**Task goal**
Copy down every line of the records below without changing anything.
* Begin Provided data *
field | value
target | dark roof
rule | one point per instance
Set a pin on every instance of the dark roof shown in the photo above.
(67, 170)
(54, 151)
* End Provided data *
**Problem solution**
field | value
target | dark roof
rule | one point per instance
Set a pin on every instance of the dark roof shown in the photo above.
(67, 170)
(54, 151)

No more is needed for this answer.